Required work ▸
Shift every bounding-box coordinate up by 43 in the entries starting with the line with "Q: The boat fender" and going on through the line with "808, 488, 825, 503". Write out each of those lines in full, with the new values in place.
↓↓↓
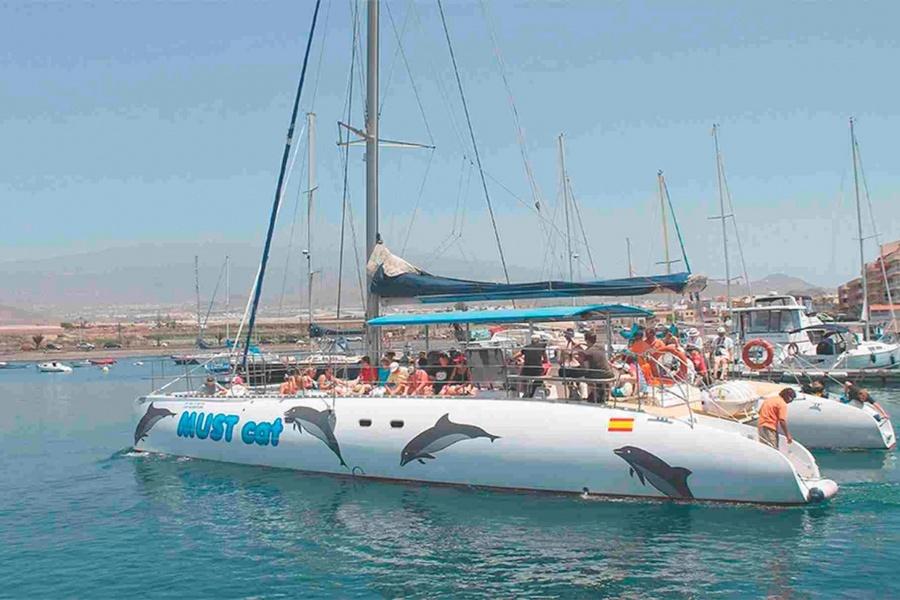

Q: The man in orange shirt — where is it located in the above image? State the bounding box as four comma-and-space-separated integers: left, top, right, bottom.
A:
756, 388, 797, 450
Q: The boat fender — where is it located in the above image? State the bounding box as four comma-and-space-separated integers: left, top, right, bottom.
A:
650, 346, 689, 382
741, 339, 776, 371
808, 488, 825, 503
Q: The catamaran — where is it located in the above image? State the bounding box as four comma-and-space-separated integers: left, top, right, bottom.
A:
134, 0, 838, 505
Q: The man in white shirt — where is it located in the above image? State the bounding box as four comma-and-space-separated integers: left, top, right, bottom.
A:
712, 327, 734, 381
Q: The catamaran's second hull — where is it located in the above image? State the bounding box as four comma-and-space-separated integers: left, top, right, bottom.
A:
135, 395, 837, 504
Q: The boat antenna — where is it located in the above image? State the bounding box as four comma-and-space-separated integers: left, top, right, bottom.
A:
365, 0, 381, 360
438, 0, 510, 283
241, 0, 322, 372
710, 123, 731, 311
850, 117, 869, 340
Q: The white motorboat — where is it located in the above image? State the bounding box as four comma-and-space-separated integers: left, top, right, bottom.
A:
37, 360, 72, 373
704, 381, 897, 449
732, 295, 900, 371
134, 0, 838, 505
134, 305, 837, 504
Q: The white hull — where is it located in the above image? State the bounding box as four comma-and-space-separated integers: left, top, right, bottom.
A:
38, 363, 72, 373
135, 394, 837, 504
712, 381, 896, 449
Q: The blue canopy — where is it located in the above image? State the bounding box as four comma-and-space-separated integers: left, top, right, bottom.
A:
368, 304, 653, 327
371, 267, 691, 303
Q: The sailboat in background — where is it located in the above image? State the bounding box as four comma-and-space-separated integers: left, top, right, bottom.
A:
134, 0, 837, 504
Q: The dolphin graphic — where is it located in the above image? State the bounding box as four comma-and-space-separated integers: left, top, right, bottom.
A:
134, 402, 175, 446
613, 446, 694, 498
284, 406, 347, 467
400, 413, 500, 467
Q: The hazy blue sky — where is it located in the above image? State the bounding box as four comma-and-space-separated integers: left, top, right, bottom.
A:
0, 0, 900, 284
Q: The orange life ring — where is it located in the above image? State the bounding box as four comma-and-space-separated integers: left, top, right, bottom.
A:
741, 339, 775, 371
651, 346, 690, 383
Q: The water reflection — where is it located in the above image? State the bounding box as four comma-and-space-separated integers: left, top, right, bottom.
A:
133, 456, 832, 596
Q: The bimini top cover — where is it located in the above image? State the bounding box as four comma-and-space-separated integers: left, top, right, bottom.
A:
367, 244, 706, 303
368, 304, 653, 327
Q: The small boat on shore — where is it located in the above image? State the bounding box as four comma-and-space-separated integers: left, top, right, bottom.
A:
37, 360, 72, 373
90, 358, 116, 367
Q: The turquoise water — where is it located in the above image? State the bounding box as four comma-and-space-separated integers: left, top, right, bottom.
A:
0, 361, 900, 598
↑↑↑
Worked answer ▸
Q: The boat fender — where is it located in the above image? State the bounding box as four comma-and-space-separated integers: left, top, right, bottom.
A:
693, 389, 732, 425
784, 382, 819, 414
851, 531, 868, 546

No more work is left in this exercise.